▶ _Brief_
Every line from the one with "of the headlight" through the end of the records below should be restated word for word, and nothing outside that span.

▶ _Data provided_
----

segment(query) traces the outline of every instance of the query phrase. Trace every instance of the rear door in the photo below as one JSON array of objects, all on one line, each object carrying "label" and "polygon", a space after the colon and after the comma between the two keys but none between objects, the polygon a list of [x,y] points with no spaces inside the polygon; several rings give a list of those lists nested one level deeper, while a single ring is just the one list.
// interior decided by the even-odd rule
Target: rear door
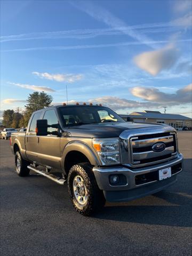
[{"label": "rear door", "polygon": [[35,113],[29,122],[26,135],[26,147],[27,157],[31,162],[39,162],[38,153],[39,150],[39,136],[35,133],[37,120],[41,119],[43,111]]},{"label": "rear door", "polygon": [[[50,125],[58,123],[58,118],[54,108],[46,110],[43,119],[46,119]],[[47,131],[50,133],[57,131],[56,128],[47,129]],[[39,137],[39,154],[38,156],[40,163],[55,169],[60,169],[60,138],[51,134]]]}]

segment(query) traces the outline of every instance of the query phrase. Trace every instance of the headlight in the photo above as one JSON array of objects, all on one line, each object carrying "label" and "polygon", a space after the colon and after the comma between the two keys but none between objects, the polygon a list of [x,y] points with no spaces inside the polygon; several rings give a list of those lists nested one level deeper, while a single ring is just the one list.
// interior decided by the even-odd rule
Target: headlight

----

▶ _Reply_
segment(query) traces the outline of every instance of the query phrase. Trace every instance of the headlight in the photo above as one JSON array of objects, all on one line, each object carrying "label" and "polygon", a space after the colon and after the comma between the two keys but none between objects, the polygon a list of [x,y] points with no spaces inside the polygon; several rings give a list of those lists nested one level deeper, while a single ring is just the one list.
// interior decided by the even-odd rule
Target: headlight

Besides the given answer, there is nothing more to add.